= TEXT SECTION =
Comparative Anatomy of Phagocytic and Immunological Synapses

Abstract

The generation of phagocytic cups and immunological synapses are crucial events of the innate and adaptive immune responses, respectively. They are triggered by distinct immune receptors and performed by different cell types. However, growing experimental evidence shows that a very close series of molecular and cellular events control these two processes. Thus, the tight and dynamic interplay between receptor signaling, actin and microtubule cytoskeleton, and targeted vesicle traffic are all critical features to build functional phagosomes and immunological synapses. Interestingly, both phagocytic cups and immunological synapses display particular spatial and temporal patterns of receptors and signaling molecules, leading to the notion of "phagocytic synapse." Here, we discuss both types of structures, their organization, and the mechanisms by which they are generated and regulated.

Keywords: actin; endocytosis; exocytosis; immune receptor; immunological synapse; microtubules; phagocytosis; signal transduction.

Figure 1

Schematic representation of the immunological synapse and the phagocytic cup formation. Immunological synapse formation is initiated by the engagement of TCRs on the surface of the T lymphocytes by peptide antigen–MHC complexes on the APC (left). Similarly, engagement of phagocytic receptors by multiple ligand binding on a target particle drives the formation of phagocytic synapses (right). In both settings, receptor engagement leads to F-actin polymerization and membrane deformation at contact sites. Polarization of the MTOC and microtubule network toward at the IS are important for the delivery of vesicles containing cytokines or lytic enzymes in helper or cytotoxic T cells, respectively, but also to deliver TCR-signaling components during immunological synapse formation. Microtubules also contribute to F-actin remodeling in complement-mediated phagocytosis. Internalization of cell surface TCRs by endocytosis and their focal recycling participate in the regulation of T cell activation. Finally, in either system, triggering of multiple signaling pathways downstream of the surface receptors leads to de novo transcriptional programs controlling cell survival, activation, and cytokine production.

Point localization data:
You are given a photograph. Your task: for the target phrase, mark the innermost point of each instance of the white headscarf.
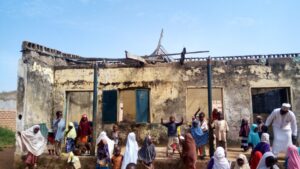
(131, 151)
(220, 161)
(265, 137)
(262, 162)
(33, 142)
(75, 160)
(110, 143)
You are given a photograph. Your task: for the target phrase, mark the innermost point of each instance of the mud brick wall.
(8, 120)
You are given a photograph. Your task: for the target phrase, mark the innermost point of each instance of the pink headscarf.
(293, 157)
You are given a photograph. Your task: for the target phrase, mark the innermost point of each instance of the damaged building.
(137, 93)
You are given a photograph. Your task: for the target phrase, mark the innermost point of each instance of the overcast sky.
(106, 28)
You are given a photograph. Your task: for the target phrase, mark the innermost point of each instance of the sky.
(106, 28)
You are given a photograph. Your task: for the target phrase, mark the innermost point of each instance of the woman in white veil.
(111, 143)
(33, 142)
(131, 151)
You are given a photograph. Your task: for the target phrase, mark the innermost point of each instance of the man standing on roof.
(284, 128)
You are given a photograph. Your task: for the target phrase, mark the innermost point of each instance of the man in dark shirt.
(172, 132)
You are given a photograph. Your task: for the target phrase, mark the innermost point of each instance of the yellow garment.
(74, 160)
(178, 130)
(221, 128)
(72, 133)
(246, 164)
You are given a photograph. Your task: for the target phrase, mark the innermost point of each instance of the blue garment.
(172, 128)
(70, 145)
(198, 135)
(59, 129)
(253, 137)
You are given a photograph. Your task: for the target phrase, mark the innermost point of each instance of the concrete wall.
(44, 78)
(8, 110)
(8, 100)
(168, 84)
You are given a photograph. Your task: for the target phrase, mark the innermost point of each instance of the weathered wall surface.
(168, 84)
(8, 100)
(44, 80)
(8, 110)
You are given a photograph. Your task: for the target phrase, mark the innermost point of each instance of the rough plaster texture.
(8, 101)
(44, 80)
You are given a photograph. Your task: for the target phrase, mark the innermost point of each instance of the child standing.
(253, 138)
(147, 153)
(260, 124)
(103, 157)
(244, 132)
(131, 151)
(71, 135)
(73, 161)
(51, 142)
(117, 159)
(115, 135)
(172, 132)
(220, 127)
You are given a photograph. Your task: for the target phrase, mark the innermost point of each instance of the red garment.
(31, 159)
(84, 127)
(255, 158)
(189, 152)
(215, 115)
(51, 139)
(245, 129)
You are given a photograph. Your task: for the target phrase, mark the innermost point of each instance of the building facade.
(137, 95)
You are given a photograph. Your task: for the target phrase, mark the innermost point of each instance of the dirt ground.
(7, 155)
(7, 158)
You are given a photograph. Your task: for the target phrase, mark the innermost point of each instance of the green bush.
(7, 138)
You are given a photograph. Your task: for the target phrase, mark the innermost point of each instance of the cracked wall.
(44, 80)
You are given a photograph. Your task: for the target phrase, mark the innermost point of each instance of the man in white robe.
(284, 128)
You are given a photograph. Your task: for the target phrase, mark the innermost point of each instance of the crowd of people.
(190, 143)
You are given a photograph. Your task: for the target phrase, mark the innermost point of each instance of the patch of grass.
(7, 138)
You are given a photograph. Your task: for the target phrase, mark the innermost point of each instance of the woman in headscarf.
(71, 136)
(33, 142)
(255, 158)
(58, 126)
(292, 158)
(253, 138)
(103, 156)
(147, 153)
(264, 145)
(73, 161)
(198, 135)
(268, 161)
(241, 162)
(131, 151)
(189, 155)
(244, 132)
(110, 143)
(84, 129)
(218, 161)
(259, 150)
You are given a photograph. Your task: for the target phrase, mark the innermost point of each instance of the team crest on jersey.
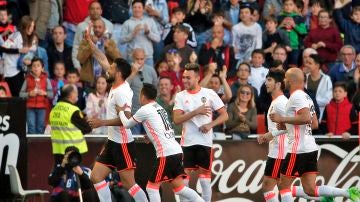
(203, 100)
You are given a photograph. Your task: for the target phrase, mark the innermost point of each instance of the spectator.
(140, 31)
(19, 42)
(58, 81)
(318, 83)
(96, 103)
(258, 71)
(73, 78)
(350, 27)
(177, 18)
(199, 13)
(181, 34)
(95, 12)
(74, 13)
(36, 90)
(340, 117)
(242, 114)
(294, 25)
(166, 99)
(64, 179)
(217, 51)
(340, 71)
(273, 37)
(140, 73)
(91, 68)
(325, 39)
(243, 73)
(58, 50)
(246, 35)
(272, 7)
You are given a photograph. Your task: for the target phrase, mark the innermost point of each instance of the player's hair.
(124, 67)
(149, 91)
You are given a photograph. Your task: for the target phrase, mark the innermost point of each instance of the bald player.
(301, 160)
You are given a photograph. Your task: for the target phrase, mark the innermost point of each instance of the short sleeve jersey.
(300, 136)
(187, 102)
(158, 128)
(119, 95)
(278, 146)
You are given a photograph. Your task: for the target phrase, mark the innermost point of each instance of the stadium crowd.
(235, 42)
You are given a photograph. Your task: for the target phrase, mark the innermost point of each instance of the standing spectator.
(95, 12)
(340, 117)
(242, 114)
(58, 81)
(91, 68)
(58, 50)
(20, 41)
(273, 37)
(181, 34)
(117, 12)
(74, 13)
(217, 51)
(325, 39)
(37, 90)
(258, 71)
(341, 70)
(96, 103)
(318, 83)
(199, 14)
(140, 73)
(177, 18)
(294, 25)
(246, 35)
(350, 27)
(140, 32)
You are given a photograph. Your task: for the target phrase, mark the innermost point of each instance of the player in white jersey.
(277, 144)
(301, 160)
(168, 165)
(193, 108)
(119, 151)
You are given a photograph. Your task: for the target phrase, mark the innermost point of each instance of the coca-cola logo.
(240, 179)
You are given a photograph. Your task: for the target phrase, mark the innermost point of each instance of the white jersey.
(119, 95)
(300, 136)
(158, 128)
(279, 145)
(187, 102)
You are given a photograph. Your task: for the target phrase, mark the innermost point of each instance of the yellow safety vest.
(63, 132)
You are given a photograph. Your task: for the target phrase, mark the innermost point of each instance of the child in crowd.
(258, 71)
(37, 90)
(340, 117)
(178, 17)
(58, 81)
(294, 25)
(73, 77)
(350, 27)
(247, 35)
(273, 37)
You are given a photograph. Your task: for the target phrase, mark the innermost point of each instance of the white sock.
(188, 194)
(153, 193)
(270, 196)
(103, 190)
(137, 193)
(205, 182)
(286, 195)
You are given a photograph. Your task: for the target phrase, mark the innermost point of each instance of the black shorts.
(198, 156)
(167, 168)
(272, 168)
(295, 165)
(119, 156)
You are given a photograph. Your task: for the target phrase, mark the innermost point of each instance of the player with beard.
(119, 150)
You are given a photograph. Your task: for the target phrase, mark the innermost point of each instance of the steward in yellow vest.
(67, 124)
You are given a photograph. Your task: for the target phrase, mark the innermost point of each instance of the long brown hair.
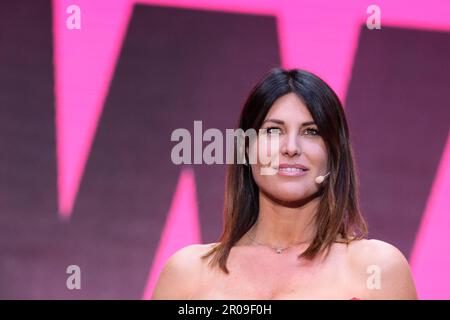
(338, 212)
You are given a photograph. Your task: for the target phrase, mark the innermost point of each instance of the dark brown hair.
(338, 212)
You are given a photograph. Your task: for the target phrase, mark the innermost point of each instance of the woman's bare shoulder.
(181, 273)
(382, 268)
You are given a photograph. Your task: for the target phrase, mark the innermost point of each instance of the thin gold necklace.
(278, 250)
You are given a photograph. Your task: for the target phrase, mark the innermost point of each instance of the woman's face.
(299, 144)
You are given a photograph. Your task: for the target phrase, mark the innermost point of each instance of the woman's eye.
(312, 131)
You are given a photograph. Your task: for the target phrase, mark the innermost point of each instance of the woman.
(299, 233)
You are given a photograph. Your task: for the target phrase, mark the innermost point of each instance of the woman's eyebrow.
(282, 122)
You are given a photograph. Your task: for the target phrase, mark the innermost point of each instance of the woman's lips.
(291, 172)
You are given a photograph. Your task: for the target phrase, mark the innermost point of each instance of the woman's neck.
(284, 224)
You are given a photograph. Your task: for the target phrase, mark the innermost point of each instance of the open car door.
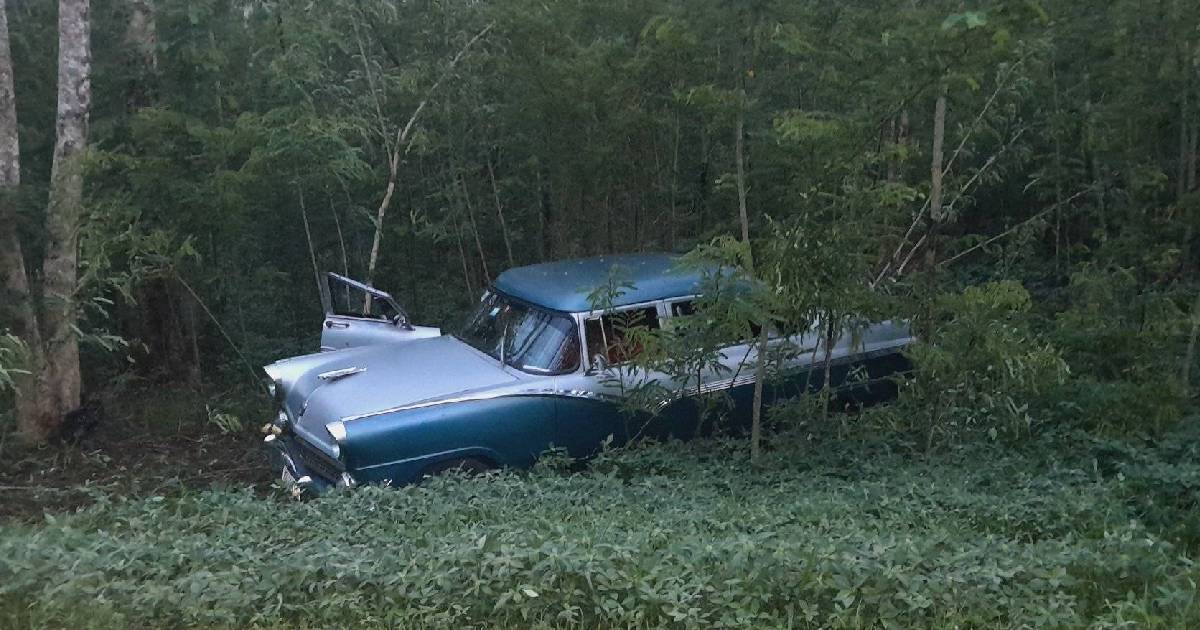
(358, 315)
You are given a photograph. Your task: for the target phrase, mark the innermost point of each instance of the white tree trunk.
(15, 298)
(59, 379)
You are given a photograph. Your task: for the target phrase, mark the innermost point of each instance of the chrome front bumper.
(298, 475)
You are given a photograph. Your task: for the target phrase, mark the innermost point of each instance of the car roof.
(565, 285)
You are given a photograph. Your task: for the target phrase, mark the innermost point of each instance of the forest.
(1015, 178)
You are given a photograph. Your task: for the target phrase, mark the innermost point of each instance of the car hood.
(333, 385)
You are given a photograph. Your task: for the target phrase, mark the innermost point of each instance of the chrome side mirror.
(599, 363)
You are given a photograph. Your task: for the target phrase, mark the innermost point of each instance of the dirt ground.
(147, 442)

= TO DO =
#1 List every keyword given in the text on phagocytic and immunological synapses.
#2 Reproduce the part of the synapse text that opens with the words containing "The generation of" and closes with "generated and regulated.".

= REPLIES =
#1 actin; endocytosis; exocytosis; immune receptor; immunological synapse; microtubules; phagocytosis; signal transduction

#2
The generation of phagocytic cups and immunological synapses are crucial events of the innate and adaptive immune responses, respectively. They are triggered by distinct immune receptors and performed by different cell types. However, growing experimental evidence shows that a very close series of molecular and cellular events control these two processes. Thus, the tight and dynamic interplay between receptor signaling, actin and microtubule cytoskeleton, and targeted vesicle traffic are all critical features to build functional phagosomes and immunological synapses. Interestingly, both phagocytic cups and immunological synapses display particular spatial and temporal patterns of receptors and signaling molecules, leading to the notion of "phagocytic synapse." Here, we discuss both types of structures, their organization, and the mechanisms by which they are generated and regulated.